*AIM OF THE EXERCISE*.
Copy the following lines word for word, leaving the pictures out of your answer.

┄┄┄┄┄┄

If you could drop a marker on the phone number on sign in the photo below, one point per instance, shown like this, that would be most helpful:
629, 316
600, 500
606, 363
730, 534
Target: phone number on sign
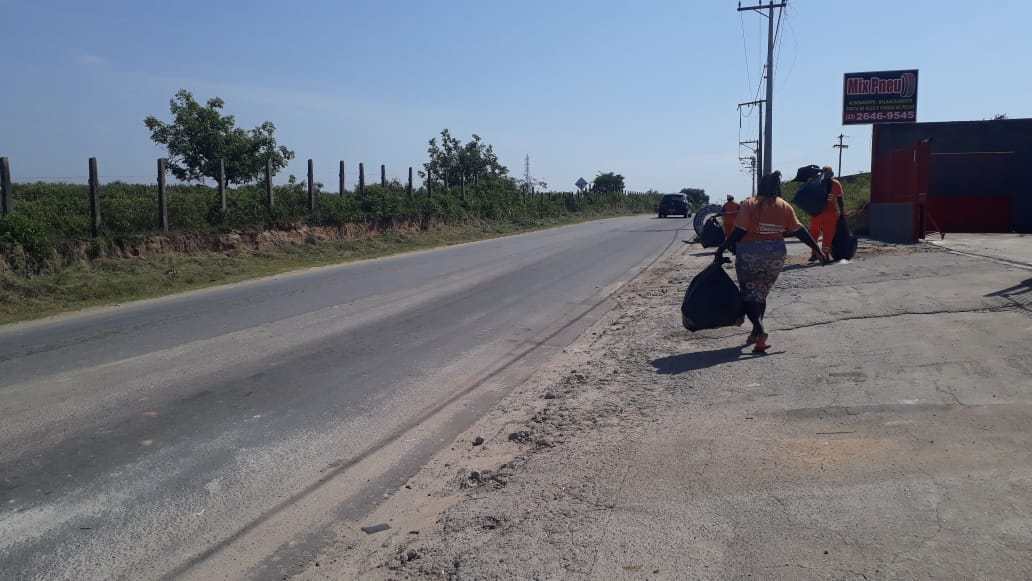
881, 116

┄┄┄┄┄┄

*FULL ANSWER*.
If you could drop a marker on the phone number on sign in the photo below, one point per instance, shown like this, that would be most helpful:
629, 316
600, 500
606, 363
730, 534
Target: phone number on sign
881, 116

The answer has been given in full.